## Task details:
Below is the data. Give it again, complete and exact.

━━━━━━━━━━━━━━━━━━━━━━━━━━━━━━

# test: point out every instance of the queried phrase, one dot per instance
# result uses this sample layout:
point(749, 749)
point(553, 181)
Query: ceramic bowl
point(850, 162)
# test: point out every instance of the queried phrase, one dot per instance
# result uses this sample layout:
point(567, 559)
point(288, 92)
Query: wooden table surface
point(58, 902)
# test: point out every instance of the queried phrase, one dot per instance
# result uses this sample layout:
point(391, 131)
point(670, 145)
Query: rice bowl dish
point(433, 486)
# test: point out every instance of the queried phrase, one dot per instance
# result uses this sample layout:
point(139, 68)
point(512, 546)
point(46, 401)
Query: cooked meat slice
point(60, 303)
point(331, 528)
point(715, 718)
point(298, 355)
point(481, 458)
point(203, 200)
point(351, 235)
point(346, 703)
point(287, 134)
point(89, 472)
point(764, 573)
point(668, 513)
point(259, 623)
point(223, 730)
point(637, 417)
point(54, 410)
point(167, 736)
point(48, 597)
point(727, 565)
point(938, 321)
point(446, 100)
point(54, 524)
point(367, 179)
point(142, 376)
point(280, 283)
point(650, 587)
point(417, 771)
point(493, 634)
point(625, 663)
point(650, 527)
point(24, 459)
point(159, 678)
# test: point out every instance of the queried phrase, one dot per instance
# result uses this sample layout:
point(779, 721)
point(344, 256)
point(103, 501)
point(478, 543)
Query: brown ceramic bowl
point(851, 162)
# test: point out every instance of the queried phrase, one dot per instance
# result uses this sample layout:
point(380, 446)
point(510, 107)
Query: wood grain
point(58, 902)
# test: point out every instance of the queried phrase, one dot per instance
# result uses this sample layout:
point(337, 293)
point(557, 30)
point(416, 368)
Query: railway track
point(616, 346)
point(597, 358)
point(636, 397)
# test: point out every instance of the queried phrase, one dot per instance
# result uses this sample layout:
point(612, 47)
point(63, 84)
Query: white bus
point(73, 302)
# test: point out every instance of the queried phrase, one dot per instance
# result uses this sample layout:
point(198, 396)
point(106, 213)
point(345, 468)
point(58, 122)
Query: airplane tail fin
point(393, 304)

━━━━━━━━━━━━━━━━━━━━━━━━━━━━━━

## Answer to this task:
# test: point out every instance of the queried phrase, one dot per instance
# result uses this sample layout:
point(749, 749)
point(553, 181)
Query: ceramic bowl
point(850, 162)
# test: point out every instance of the queried phrase, one dot per instance
# result uses this sample layout:
point(567, 559)
point(288, 92)
Query: wooden table surface
point(58, 902)
# test: point out every instance of the queried phrase, one dot per instance
# result uses this sample layout:
point(391, 131)
point(670, 145)
Query: rice bowl dish
point(433, 486)
# test: point out every instance of the queried phrase, one dot per instance
# result uses this sample layout:
point(139, 68)
point(512, 546)
point(46, 401)
Query: cooked meat slice
point(60, 303)
point(331, 528)
point(715, 718)
point(298, 355)
point(481, 458)
point(203, 200)
point(351, 235)
point(346, 703)
point(287, 134)
point(89, 472)
point(764, 573)
point(668, 513)
point(259, 623)
point(223, 730)
point(637, 417)
point(54, 410)
point(167, 736)
point(48, 597)
point(727, 565)
point(938, 321)
point(446, 100)
point(54, 524)
point(367, 179)
point(142, 376)
point(280, 283)
point(650, 587)
point(417, 771)
point(493, 634)
point(625, 663)
point(650, 527)
point(24, 459)
point(159, 678)
# test: point out every instance of the queried phrase, one dot per instance
# result uses this sample layout:
point(779, 721)
point(344, 256)
point(103, 501)
point(478, 543)
Query: brown ceramic bowl
point(851, 162)
# test: point out every instance of the queried phrase, one dot per instance
# result uses this sample layout:
point(380, 446)
point(510, 107)
Query: wood grain
point(58, 902)
# test: point out every instance of the queried phrase, one dot per instance
# result uses this sample layout:
point(337, 293)
point(557, 30)
point(416, 368)
Query: railway track
point(616, 346)
point(597, 358)
point(636, 397)
# test: point out every instance of the queried phrase, one dot per instance
# result uses this sample layout:
point(612, 47)
point(63, 84)
Query: white bus
point(73, 302)
# test: point out every instance of the queried phrase, one dot per instance
# result uses this sample layout:
point(198, 396)
point(106, 213)
point(345, 468)
point(58, 122)
Query: airplane tail fin
point(393, 304)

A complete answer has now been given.